- **Exercise**
Pull out every line of the data below that contains the word "white" and copy each line in full.

----- Data shown -----

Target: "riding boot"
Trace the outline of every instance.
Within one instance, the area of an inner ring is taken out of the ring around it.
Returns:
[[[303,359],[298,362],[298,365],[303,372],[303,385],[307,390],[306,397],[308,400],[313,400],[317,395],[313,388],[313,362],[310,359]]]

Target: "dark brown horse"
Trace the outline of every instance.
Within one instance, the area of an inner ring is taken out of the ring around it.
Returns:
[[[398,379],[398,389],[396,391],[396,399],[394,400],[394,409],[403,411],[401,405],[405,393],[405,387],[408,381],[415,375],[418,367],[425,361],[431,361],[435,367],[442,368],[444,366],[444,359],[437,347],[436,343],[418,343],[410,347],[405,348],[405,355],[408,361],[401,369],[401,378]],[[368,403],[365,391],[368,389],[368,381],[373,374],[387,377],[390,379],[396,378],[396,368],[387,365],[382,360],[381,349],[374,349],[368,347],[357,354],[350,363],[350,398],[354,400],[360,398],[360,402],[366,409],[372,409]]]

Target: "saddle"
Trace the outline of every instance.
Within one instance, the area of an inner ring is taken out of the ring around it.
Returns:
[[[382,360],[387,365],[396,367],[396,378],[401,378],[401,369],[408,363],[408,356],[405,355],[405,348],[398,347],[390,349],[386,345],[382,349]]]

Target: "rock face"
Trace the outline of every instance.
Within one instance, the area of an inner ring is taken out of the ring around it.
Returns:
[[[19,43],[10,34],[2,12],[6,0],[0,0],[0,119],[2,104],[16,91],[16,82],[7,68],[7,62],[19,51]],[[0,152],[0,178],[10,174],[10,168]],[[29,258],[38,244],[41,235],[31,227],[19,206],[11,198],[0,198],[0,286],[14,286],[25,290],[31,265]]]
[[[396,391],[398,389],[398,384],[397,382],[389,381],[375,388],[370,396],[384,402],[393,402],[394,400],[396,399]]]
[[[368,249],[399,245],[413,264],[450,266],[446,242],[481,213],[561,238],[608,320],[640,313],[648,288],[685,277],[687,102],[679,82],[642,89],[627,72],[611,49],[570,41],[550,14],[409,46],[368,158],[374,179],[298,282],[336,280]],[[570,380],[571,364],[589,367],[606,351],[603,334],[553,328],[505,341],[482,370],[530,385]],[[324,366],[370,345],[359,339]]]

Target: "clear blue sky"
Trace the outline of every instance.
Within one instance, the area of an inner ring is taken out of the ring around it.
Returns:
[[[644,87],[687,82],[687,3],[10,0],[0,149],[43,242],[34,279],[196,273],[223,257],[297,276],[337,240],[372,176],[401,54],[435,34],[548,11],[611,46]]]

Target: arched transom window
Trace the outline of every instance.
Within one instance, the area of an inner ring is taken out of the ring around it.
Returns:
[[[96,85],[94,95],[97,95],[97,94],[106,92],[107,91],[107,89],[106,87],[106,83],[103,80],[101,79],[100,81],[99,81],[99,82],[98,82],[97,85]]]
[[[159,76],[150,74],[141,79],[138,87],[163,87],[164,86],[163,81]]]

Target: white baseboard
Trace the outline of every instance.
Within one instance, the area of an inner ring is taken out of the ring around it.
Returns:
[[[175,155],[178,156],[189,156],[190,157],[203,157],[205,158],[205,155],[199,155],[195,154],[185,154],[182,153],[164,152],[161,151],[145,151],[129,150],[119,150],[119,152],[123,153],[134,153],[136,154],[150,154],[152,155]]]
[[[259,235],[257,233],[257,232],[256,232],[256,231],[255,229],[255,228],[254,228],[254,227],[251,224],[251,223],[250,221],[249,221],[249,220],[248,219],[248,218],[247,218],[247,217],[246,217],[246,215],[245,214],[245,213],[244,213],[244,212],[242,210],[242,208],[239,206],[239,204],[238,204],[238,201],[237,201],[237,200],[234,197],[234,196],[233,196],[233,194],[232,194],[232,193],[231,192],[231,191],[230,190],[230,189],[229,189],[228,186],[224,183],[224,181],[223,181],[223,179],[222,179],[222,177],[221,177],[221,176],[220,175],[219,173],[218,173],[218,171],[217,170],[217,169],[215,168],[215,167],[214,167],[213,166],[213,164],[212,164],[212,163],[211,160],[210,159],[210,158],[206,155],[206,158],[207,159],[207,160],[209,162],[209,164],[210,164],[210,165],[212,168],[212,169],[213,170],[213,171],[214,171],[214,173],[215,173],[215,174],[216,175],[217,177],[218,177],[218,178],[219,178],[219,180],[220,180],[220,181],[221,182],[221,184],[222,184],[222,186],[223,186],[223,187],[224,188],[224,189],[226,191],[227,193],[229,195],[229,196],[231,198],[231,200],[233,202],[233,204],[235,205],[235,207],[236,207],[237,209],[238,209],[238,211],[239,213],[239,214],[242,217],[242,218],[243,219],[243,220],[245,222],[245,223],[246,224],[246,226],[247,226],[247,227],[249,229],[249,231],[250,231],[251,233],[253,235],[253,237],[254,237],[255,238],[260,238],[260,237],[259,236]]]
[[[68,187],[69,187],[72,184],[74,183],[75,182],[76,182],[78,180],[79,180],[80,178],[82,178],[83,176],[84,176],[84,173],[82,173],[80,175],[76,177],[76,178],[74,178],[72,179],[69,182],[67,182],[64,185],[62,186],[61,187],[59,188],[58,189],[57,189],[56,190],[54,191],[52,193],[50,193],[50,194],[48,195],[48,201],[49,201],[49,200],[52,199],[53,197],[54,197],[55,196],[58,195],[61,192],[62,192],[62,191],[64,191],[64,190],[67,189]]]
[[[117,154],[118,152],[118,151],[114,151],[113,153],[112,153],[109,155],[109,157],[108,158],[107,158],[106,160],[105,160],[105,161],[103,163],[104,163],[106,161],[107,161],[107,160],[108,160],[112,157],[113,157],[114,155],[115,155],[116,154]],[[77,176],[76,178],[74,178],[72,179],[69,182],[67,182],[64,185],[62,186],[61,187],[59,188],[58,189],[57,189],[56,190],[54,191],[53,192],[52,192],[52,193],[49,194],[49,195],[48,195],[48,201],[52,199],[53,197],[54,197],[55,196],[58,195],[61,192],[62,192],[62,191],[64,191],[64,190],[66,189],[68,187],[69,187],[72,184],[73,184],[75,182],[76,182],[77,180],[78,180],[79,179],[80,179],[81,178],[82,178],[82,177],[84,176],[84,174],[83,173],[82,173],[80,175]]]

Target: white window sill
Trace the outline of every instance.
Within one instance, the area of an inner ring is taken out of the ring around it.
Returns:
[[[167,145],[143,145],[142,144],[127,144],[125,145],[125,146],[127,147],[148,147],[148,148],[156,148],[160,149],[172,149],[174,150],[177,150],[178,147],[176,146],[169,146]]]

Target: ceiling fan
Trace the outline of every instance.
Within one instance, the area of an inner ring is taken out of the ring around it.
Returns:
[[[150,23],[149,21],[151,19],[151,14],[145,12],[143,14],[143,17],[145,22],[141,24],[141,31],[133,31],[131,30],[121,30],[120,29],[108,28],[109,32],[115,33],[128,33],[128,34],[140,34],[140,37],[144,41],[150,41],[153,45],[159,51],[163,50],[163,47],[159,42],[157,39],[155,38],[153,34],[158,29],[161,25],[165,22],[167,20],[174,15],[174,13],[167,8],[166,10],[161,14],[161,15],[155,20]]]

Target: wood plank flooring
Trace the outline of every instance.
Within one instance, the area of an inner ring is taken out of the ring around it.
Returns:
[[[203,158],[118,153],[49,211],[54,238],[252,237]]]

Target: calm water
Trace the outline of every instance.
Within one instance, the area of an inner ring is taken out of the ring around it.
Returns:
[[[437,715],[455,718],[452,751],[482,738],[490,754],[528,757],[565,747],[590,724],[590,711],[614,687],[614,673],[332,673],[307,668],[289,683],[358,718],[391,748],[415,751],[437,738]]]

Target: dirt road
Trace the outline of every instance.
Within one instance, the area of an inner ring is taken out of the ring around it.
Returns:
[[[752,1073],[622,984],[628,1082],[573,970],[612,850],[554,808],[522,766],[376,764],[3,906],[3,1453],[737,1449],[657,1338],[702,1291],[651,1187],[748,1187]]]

-----

- **Solution to the problem**
Target: white baseboard
Target: white window sill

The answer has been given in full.